Excerpts from point annotation data
==========
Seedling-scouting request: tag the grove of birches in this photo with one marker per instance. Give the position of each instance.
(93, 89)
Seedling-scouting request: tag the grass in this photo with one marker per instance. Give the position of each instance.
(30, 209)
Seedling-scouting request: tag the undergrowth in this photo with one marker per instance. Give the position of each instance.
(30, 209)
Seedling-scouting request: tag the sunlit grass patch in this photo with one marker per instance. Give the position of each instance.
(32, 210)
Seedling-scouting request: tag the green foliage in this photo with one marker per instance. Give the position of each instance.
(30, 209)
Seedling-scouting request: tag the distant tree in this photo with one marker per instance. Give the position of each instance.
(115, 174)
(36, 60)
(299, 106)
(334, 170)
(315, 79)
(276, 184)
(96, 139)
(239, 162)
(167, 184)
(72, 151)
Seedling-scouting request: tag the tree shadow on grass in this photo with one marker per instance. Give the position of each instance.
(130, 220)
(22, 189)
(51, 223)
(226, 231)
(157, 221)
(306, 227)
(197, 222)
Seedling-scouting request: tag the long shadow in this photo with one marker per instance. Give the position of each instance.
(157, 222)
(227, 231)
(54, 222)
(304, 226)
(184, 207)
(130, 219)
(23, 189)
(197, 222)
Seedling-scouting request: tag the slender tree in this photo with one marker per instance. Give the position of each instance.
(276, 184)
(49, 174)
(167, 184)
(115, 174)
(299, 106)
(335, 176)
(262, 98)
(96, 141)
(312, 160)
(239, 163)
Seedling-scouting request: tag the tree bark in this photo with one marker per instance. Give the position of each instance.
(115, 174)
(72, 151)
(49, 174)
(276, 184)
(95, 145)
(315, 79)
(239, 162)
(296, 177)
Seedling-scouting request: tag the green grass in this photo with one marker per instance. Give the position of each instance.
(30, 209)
==========
» **Aim of the task**: Nothing but the lines from the line with "Seedling-scouting request: tag the slender" to the last line of the listing above should appear; please retype them exactly, both ends included.

» **Solution to this task**:
Seedling-scouting request: tag the slender tree in this photo with one marker per instance. Give the position of each instance.
(276, 184)
(49, 174)
(167, 184)
(115, 174)
(299, 106)
(335, 176)
(262, 98)
(96, 141)
(312, 160)
(239, 163)
Seedling-scouting request: tag the tree bark in this photo with one marker per instance. Give the position of each instance.
(115, 174)
(72, 151)
(49, 174)
(276, 184)
(95, 145)
(315, 79)
(239, 162)
(296, 177)
Seedling-scouting request: tag the green grass in this photo with one marker per instance. Give the position of each instance.
(30, 209)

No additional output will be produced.